# What this task involves
The lines from the start of the data through the line with "shape point(671, 1190)" are to be returned verbatim; all later lines are to be omitted.

# Information provided
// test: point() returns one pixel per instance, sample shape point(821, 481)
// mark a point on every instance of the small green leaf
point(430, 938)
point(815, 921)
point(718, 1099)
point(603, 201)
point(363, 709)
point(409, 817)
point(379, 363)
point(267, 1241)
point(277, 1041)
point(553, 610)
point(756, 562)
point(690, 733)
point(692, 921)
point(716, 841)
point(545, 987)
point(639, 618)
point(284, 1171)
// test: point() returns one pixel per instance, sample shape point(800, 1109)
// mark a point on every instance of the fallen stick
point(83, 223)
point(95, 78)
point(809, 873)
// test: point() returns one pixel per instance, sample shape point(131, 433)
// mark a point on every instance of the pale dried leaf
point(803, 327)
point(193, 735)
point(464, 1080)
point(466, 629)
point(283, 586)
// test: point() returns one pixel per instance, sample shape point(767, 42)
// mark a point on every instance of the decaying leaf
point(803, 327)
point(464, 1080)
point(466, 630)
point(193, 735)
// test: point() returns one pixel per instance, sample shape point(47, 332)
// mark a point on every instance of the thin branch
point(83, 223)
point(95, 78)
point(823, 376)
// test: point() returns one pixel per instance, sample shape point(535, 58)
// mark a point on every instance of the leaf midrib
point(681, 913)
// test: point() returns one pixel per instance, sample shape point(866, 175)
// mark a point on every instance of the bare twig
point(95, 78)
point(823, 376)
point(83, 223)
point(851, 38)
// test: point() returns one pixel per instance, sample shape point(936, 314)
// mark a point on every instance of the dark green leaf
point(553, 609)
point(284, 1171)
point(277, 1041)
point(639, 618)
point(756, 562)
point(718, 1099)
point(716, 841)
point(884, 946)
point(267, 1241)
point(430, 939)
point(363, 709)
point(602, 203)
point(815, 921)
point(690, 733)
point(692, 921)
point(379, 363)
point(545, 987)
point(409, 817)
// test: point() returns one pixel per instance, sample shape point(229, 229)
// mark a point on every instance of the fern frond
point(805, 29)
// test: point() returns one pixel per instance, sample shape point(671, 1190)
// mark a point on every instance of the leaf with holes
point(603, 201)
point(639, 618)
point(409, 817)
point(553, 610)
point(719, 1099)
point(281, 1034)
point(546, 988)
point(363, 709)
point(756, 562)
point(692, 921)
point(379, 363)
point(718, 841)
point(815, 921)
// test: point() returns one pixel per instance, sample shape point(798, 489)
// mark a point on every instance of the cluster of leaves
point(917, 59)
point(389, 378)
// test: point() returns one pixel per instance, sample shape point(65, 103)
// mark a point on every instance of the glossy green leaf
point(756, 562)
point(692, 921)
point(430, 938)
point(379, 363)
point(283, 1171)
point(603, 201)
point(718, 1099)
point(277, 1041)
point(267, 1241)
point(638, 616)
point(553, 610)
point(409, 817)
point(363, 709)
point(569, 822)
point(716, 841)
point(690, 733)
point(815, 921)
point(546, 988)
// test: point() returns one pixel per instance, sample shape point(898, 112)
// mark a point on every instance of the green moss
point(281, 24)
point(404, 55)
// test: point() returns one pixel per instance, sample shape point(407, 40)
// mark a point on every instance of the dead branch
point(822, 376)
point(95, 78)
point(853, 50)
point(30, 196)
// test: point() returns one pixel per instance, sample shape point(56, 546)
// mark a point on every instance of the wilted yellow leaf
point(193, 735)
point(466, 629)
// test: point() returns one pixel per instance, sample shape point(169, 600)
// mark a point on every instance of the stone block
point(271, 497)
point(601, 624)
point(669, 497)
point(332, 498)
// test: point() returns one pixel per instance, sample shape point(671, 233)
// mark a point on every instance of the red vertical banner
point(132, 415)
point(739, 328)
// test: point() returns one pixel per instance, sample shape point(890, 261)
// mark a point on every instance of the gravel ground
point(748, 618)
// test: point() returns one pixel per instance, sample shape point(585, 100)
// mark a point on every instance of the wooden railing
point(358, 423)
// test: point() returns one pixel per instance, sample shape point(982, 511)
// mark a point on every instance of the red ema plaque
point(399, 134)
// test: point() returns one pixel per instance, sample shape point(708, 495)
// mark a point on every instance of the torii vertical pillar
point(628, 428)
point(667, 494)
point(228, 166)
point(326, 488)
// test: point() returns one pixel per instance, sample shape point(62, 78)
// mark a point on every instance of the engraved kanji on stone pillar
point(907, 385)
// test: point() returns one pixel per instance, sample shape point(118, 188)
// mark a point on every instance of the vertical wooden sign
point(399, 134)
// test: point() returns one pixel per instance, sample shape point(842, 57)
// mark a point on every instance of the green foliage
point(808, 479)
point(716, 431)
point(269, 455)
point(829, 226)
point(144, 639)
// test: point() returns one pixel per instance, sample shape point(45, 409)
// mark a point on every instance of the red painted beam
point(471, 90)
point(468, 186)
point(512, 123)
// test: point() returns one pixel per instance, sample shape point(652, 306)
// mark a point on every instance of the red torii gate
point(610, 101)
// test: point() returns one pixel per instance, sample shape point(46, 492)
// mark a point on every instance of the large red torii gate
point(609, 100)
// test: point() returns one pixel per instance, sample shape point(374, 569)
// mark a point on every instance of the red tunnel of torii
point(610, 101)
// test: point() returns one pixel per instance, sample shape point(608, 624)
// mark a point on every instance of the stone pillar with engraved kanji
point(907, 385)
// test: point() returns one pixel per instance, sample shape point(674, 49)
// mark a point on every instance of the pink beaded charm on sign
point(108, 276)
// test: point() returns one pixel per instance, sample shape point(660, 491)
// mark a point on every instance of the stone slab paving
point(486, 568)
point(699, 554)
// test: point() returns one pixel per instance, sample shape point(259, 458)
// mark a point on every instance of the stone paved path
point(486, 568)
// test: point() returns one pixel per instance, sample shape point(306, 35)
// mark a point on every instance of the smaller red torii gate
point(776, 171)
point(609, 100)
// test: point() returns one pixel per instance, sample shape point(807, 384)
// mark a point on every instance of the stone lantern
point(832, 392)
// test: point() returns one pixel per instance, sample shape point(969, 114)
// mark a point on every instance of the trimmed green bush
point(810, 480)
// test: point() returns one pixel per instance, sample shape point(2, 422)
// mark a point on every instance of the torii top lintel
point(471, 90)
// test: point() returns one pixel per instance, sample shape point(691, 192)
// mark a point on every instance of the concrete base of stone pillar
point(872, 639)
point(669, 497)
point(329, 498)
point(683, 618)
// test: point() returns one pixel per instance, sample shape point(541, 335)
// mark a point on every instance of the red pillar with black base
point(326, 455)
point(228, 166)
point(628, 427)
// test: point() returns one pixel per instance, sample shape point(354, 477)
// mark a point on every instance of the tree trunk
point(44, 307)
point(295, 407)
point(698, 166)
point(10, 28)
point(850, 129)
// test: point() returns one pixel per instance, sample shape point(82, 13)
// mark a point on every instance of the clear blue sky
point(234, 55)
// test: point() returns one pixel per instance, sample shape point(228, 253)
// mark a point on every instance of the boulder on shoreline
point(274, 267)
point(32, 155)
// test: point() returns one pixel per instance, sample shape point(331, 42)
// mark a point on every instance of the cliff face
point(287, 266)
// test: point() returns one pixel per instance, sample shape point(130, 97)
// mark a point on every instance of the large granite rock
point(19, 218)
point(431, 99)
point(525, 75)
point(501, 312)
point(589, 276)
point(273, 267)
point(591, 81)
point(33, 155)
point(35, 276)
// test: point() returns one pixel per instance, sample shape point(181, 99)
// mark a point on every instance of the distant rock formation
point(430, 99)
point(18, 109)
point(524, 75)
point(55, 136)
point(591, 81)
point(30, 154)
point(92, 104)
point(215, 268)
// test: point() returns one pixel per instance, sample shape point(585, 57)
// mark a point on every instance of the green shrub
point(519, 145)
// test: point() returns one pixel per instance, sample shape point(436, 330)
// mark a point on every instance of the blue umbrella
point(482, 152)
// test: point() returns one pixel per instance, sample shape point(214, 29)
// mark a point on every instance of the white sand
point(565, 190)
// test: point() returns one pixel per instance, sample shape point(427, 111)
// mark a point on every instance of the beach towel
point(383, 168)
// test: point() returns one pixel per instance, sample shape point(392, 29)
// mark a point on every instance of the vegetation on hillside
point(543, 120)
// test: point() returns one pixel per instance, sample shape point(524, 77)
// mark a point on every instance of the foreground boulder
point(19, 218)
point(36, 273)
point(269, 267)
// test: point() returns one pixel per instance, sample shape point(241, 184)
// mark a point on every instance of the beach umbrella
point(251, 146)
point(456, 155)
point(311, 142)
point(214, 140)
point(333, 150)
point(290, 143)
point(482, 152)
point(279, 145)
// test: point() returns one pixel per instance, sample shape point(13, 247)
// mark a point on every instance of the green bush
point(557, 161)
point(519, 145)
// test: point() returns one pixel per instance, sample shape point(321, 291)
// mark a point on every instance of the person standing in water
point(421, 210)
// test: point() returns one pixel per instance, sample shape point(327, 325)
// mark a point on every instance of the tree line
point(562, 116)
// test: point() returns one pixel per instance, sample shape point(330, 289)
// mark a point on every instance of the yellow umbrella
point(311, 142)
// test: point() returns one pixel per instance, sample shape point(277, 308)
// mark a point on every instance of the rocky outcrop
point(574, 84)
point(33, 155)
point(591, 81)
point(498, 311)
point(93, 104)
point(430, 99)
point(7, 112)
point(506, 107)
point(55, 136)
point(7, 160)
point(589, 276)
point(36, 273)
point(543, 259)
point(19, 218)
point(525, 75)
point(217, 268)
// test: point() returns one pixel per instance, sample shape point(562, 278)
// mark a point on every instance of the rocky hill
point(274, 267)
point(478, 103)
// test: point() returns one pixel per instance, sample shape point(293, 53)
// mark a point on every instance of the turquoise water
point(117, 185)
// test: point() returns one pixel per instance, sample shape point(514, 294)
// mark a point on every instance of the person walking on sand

# Solution for this problem
// test: point() returns one pixel per instance, sample shape point(821, 481)
// mark a point on every instance of the small green leaf
point(430, 938)
point(815, 921)
point(718, 1099)
point(603, 201)
point(363, 709)
point(409, 817)
point(379, 363)
point(267, 1241)
point(277, 1041)
point(553, 610)
point(756, 562)
point(690, 733)
point(692, 921)
point(716, 841)
point(545, 987)
point(639, 618)
point(284, 1171)
// test: point() returns one pixel per instance, sample shape point(800, 1109)
// mark a point on every instance of the fallen stick
point(83, 223)
point(95, 78)
point(809, 873)
// test: point() returns one pixel per instance, sample shape point(131, 433)
// mark a point on every instance of the pale dried leaf
point(803, 327)
point(193, 735)
point(464, 1080)
point(466, 629)
point(283, 586)
// test: point() returns one pixel per instance, sample shape point(767, 42)
// mark a point on every instance of the decaying leaf
point(803, 327)
point(464, 1080)
point(466, 630)
point(193, 735)
// test: point() returns one pixel per instance, sample shape point(47, 332)
// mark a point on every instance of the thin branch
point(83, 223)
point(95, 78)
point(823, 376)
// test: point() returns one pixel per instance, sample shape point(535, 58)
// mark a point on every instance of the leaf midrib
point(681, 913)
// test: point() returns one pixel per instance, sample shape point(866, 175)
// mark a point on every instance of the bare twig
point(95, 78)
point(823, 376)
point(83, 223)
point(851, 38)
// test: point() returns one pixel per instance, sample shape point(936, 314)
// mark a point on every instance of the dark green leaf
point(553, 609)
point(284, 1171)
point(277, 1041)
point(639, 618)
point(756, 562)
point(718, 1099)
point(716, 841)
point(884, 946)
point(267, 1241)
point(430, 939)
point(363, 709)
point(602, 203)
point(815, 921)
point(690, 733)
point(692, 921)
point(379, 363)
point(545, 987)
point(409, 817)
// test: point() returns one pixel per instance, sample shape point(229, 229)
// mark a point on every instance of the fern frond
point(805, 29)
// test: point() returns one pixel per instance, sample shape point(671, 1190)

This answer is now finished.